The Last Battery you’ll Ever Buy.
World news Monday, February 13th, 2012In 1901 Thomas Edison developed an electric vehicle battery with a 50 year life span, low toxicity and better energy density than today’s lead acid batteries. Few companies were and are interested in marketing a battery that never wore out. For this reason lead acid batteries took over the market. Lead acid batteries have an expiration date. Edison’s nickel iron batteries do not. Many of his batteries that were more than 70 years old were still producing full capacity. The Royal BC Museum in Canada houses a 1912 Detroit Electric car with its nickel iron still functioning, 100 years later.
Thomas Edison spent $3.5 million between 1903 and 1910 perfecting his nickel iron battery. It was half the weight of lead acid batteries and had twice the energy density. His electric cars were demonstrably superior to the competition that were powered at the time by what we today know as Exide batteries. Thomas Edison’s nickel iron battery was used as the energy source for the Detroit Electric and Baker Electric vehicles. A 50 volt nickel–iron battery was the main power supply in the World War II German V2 rocket.
Edison’s batteries were made from about 1903 to 1972 by the Edison Storage Battery Company in East Orange, NJ. They were quite profitable for the company. In 1972 the battery company was sold to the Exide Battery Corporation, which discontinued making the battery in 1975.

(Actions to take)
1) Retype the battery article, starting with "Thomas Edison spent" and going on through "German V2 rocket.".
2) According to the battery article, why did lead acid batteries take over the market?
3) Carry on the article about Edison's nickel iron battery past its final sentence.
The lines that come after have no connection to the battery article.

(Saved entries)
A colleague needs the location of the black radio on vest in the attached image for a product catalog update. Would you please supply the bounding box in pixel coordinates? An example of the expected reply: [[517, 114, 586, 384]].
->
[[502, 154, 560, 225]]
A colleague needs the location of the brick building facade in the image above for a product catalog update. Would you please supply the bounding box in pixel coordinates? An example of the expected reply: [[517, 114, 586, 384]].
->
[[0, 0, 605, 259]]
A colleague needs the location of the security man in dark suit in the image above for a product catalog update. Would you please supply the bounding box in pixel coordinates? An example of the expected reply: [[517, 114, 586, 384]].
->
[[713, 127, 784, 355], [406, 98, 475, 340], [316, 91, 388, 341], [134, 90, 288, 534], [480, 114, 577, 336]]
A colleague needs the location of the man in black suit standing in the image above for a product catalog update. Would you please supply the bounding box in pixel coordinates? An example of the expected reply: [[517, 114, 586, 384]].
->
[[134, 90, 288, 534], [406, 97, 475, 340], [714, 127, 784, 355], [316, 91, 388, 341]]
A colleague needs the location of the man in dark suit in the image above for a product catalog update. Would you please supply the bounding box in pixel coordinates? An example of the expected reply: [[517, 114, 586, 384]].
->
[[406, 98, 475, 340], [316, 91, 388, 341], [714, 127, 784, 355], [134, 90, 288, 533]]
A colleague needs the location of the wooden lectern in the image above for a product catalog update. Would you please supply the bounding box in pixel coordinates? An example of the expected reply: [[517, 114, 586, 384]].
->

--

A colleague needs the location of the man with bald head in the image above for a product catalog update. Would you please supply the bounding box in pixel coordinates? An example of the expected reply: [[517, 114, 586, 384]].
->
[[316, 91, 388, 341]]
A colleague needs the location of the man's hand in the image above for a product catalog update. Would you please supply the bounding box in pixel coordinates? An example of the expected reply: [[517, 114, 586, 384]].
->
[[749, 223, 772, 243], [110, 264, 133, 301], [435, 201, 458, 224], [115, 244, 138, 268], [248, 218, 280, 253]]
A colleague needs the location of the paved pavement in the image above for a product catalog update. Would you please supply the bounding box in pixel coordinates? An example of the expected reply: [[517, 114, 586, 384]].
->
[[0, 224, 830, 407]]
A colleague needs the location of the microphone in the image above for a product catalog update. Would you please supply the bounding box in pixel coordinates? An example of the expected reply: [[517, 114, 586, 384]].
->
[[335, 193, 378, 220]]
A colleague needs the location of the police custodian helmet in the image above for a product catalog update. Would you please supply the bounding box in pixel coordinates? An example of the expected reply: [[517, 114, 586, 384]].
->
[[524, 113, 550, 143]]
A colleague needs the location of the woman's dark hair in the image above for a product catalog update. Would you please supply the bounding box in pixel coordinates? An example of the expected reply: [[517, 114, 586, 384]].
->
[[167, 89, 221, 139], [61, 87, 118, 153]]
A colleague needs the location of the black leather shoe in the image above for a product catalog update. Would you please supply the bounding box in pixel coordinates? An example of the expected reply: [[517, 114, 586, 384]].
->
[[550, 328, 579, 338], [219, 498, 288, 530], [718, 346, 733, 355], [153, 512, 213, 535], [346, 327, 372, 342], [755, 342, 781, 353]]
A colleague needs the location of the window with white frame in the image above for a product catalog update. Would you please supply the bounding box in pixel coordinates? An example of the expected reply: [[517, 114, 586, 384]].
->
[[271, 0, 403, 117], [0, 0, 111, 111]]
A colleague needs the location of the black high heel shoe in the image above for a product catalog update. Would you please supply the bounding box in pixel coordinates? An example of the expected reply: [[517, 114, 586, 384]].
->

(Exercise answers)
1)
Thomas Edison spent $3.5 million between 1903 and 1910 perfecting his nickel iron battery. It was half the weight of lead acid batteries and had twice the energy density. His electric cars were demonstrably superior to the competition that were powered at the time by what we today know as Exide batteries. Thomas Edison’s nickel iron battery was used as the energy source for the Detroit Electric and Baker Electric vehicles. A 50 volt nickel–iron battery was the main power supply in the World War II German V2 rocket.

2) Few companies were interested in marketing a battery that never wore out, and Edison's nickel iron batteries did not wear out. Lead acid batteries, which have an expiration date, therefore took over the market.

3)
Edison developed the nickel–iron battery to be the battery of choice for electric vehicles which were the preferred transportation mode in the early 1900s. Edison’s batteries had a significantly higher energy density than the lead–acid batteries in use at the time, and could be charged in half the time,
History has recorded that the electric car was built years before the gasoline combustion engine car. Electric automobiles held many speed and distance records. Among the most notable of these records was the breaking of the 100 km/h (62 mph) speed barrier, by Camille Jenatzy on April 29, 1899 in his ‘rocket-shaped’ electric vehicle Jamais Contente, which reached a top speed of 105.88 km/h (65.79 mph). http://en.wikipedia.org/wiki/La_Jamais_Contente
Two years earlier, in 1897, electric vehicles found their first commercial application in the U.S. as a fleet of electrical New York City taxis, built by the Electric Carriage and Wagon Company of Philadelphia.
The good news is that nickel iron battery production has now returned. You can now buy these batteries that never die at Iron Edison http://ironedison.com/ Their sales motto is “The Last Battery you’ll Ever Buy.”
The New York Times – October 16, 1910, “AUTOMOBILES COMPLETE LONG ENDURANCE RUN; Trip of 1000 Miles Including Mount Washington Climb Proves That Edison Battery Is No Longer a Myth.”